* **本文**
============

そして、この防水層除去工程の実行後に実行される防水下地削孔工程にて、防水層が除去されて外部に露出している防水下地の下孔形成予定箇所を、回転状態で削孔可能な専用の削孔具にて削孔し、騒音の発生を招く打撃を加えることなく、下孔を形成することができる。
したがって、打撃を加えること及び削孔具に防水層の構成材料がこびりつくことの両方を回避することができ、騒音の発生を抑制しながら短時間で効率良く防水下地に下孔を形成することができる。
【0009】
本発明の第2特徴構成は、前記防水層と前記防水下地との間に既設の断熱層が備えられている場合において、
前記防水層除去工程の実行後で前記防水下地削孔工程の実行前に、前記断熱層における前記防水下地の前記下孔形成予定箇所の直上部位及びその周囲部位からなる切り抜き対象部位を切り抜き具にて切り抜いて貫通穴を形成する断熱層切り抜き工程が備えられる点にある。
【0010】
本構成によれば、防水層除去工程の実行後で防水下地削孔工程の実行前に実行される断熱層切り抜き工程にて、断熱層における防水下地の下孔形成予定箇所の直上部位及びその周囲部位からなる比較的小さな切り抜き対象部位を切り抜き具にて切り抜くので、削孔具にて断熱層ごと防水下地に削孔する場合のように、断熱層の屑を周囲に飛散させたり、削孔具に断熱層の屑がこびり付いたりすることなく、貫通穴を形成することができる。よって、防水層と防水下地との間に既設の断熱層が備えられている場合でも、防水下地に短時間で下孔を形成することができる。

============

* **名前付き対象の位置指定記録**

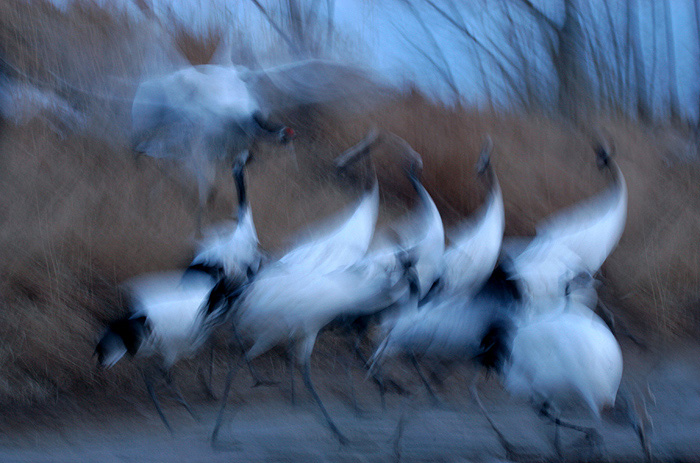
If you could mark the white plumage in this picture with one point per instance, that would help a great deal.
(206, 113)
(573, 241)
(557, 356)
(228, 250)
(476, 244)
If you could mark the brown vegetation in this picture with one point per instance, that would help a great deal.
(80, 214)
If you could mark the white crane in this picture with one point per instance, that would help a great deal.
(169, 319)
(289, 305)
(232, 251)
(348, 237)
(452, 320)
(173, 315)
(476, 243)
(208, 113)
(421, 233)
(290, 301)
(575, 240)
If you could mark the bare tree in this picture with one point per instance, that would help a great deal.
(674, 103)
(643, 105)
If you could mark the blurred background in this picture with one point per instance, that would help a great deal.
(80, 213)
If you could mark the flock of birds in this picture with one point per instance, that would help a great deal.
(521, 307)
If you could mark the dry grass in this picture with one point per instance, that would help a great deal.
(80, 213)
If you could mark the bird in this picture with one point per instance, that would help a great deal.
(232, 251)
(290, 302)
(453, 318)
(289, 305)
(348, 237)
(553, 356)
(553, 348)
(230, 255)
(575, 240)
(420, 232)
(168, 320)
(173, 314)
(476, 242)
(208, 113)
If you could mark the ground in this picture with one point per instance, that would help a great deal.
(262, 425)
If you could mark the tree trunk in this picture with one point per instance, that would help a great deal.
(640, 83)
(674, 103)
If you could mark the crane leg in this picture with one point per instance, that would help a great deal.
(639, 419)
(376, 376)
(167, 374)
(425, 382)
(592, 435)
(290, 370)
(152, 393)
(233, 367)
(309, 385)
(511, 453)
(258, 381)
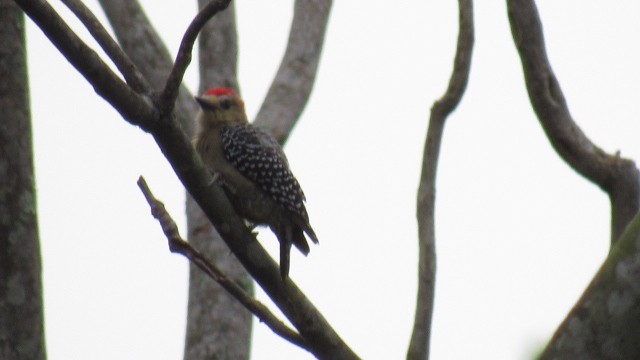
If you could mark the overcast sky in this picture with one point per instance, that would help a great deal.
(519, 234)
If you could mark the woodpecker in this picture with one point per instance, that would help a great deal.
(253, 171)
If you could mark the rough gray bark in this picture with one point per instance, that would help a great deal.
(292, 85)
(156, 116)
(141, 42)
(21, 312)
(420, 338)
(217, 325)
(617, 176)
(605, 323)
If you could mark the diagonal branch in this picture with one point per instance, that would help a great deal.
(133, 107)
(131, 74)
(183, 59)
(323, 341)
(617, 176)
(420, 338)
(292, 85)
(180, 246)
(141, 42)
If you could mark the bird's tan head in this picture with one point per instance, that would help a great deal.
(221, 106)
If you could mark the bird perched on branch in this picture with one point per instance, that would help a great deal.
(253, 171)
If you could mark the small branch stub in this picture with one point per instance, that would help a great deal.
(178, 245)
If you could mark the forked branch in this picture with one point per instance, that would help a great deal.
(420, 338)
(178, 245)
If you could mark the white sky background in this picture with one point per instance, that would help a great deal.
(519, 234)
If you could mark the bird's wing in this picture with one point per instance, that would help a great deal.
(260, 159)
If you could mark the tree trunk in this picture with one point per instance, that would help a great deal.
(21, 315)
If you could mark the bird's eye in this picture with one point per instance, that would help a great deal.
(226, 104)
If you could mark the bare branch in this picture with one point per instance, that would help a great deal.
(323, 341)
(144, 46)
(133, 107)
(183, 59)
(291, 88)
(420, 339)
(180, 246)
(219, 51)
(131, 74)
(605, 323)
(617, 176)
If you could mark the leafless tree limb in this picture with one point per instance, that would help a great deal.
(183, 59)
(141, 42)
(219, 51)
(420, 339)
(180, 246)
(133, 107)
(218, 55)
(21, 305)
(605, 322)
(617, 176)
(292, 85)
(323, 341)
(126, 67)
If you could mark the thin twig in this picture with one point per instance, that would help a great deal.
(180, 246)
(170, 92)
(292, 85)
(618, 176)
(420, 338)
(128, 70)
(133, 107)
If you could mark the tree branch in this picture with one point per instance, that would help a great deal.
(218, 55)
(323, 341)
(219, 51)
(133, 107)
(617, 176)
(141, 42)
(180, 246)
(183, 59)
(420, 339)
(292, 85)
(128, 70)
(605, 322)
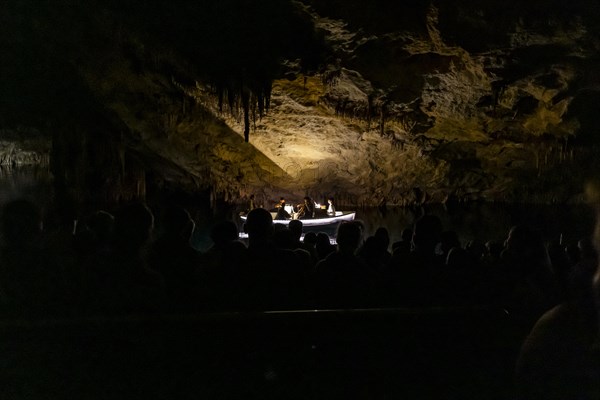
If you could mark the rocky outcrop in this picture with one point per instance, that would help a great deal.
(412, 102)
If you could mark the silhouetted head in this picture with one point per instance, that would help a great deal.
(383, 238)
(322, 239)
(259, 223)
(310, 238)
(458, 258)
(224, 232)
(21, 222)
(349, 236)
(406, 235)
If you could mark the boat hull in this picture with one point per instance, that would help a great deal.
(317, 222)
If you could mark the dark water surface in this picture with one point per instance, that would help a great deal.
(488, 221)
(472, 221)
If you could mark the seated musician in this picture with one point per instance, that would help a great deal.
(330, 207)
(281, 211)
(306, 209)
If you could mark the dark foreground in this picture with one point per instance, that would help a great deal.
(418, 353)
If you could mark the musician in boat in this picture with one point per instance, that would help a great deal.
(306, 210)
(330, 207)
(282, 213)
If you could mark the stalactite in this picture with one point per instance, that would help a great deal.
(246, 109)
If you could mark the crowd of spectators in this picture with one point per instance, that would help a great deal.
(135, 262)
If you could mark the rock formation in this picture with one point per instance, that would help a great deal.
(420, 101)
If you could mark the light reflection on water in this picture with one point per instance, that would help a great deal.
(473, 221)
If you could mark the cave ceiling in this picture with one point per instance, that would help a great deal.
(409, 101)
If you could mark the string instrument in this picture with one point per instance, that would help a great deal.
(301, 210)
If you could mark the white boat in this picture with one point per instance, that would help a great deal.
(325, 221)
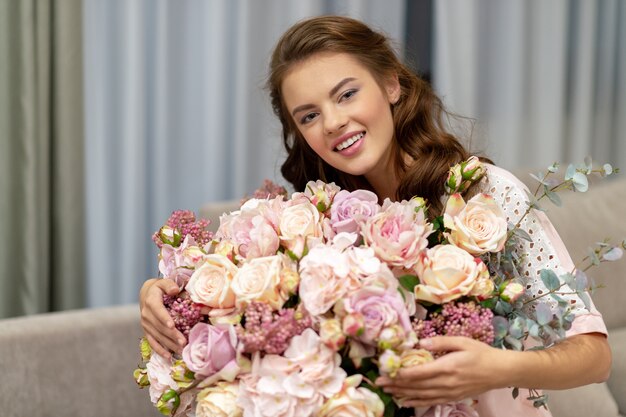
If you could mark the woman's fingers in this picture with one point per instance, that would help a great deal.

============

* **指示**
- 1) 本文によると、断熱層切り抜き工程はどの工程の実行後、どの工程の実行前に行われるか。
- 2) 本文のうち、「そして、この防水層除去工程の」を含む語句で始まり「地に短時間で下孔を形成することができる。」で終わる部分を、一字も変えずに書き写せ。

* **解答**
- 1) 防水層除去工程の実行後、防水下地削孔工程の実行前に行われる。

- 2)
そして、この防水層除去工程の実行後に実行される防水下地削孔工程にて、防水層が除去されて外部に露出している防水下地の下孔形成予定箇所を、回転状態で削孔可能な専用の削孔具にて削孔し、騒音の発生を招く打撃を加えることなく、下孔を形成することができる。
したがって、打撃を加えること及び削孔具に防水層の構成材料がこびりつくことの両方を回避することができ、騒音の発生を抑制しながら短時間で効率良く防水下地に下孔を形成することができる。
【0009】
本発明の第2特徴構成は、前記防水層と前記防水下地との間に既設の断熱層が備えられている場合において、
前記防水層除去工程の実行後で前記防水下地削孔工程の実行前に、前記断熱層における前記防水下地の前記下孔形成予定箇所の直上部位及びその周囲部位からなる切り抜き対象部位を切り抜き具にて切り抜いて貫通穴を形成する断熱層切り抜き工程が備えられる点にある。
【0010】
本構成によれば、防水層除去工程の実行後で防水下地削孔工程の実行前に実行される断熱層切り抜き工程にて、断熱層における防水下地の下孔形成予定箇所の直上部位及びその周囲部位からなる比較的小さな切り抜き対象部位を切り抜き具にて切り抜くので、削孔具にて断熱層ごと防水下地に削孔する場合のように、断熱層の屑を周囲に飛散させたり、削孔具に断熱層の屑がこびり付いたりすることなく、貫通穴を形成することができる。よって、防水層と防水下地との間に既設の断熱層が備えられている場合でも、防水下地に短時間で下孔を形成することができる。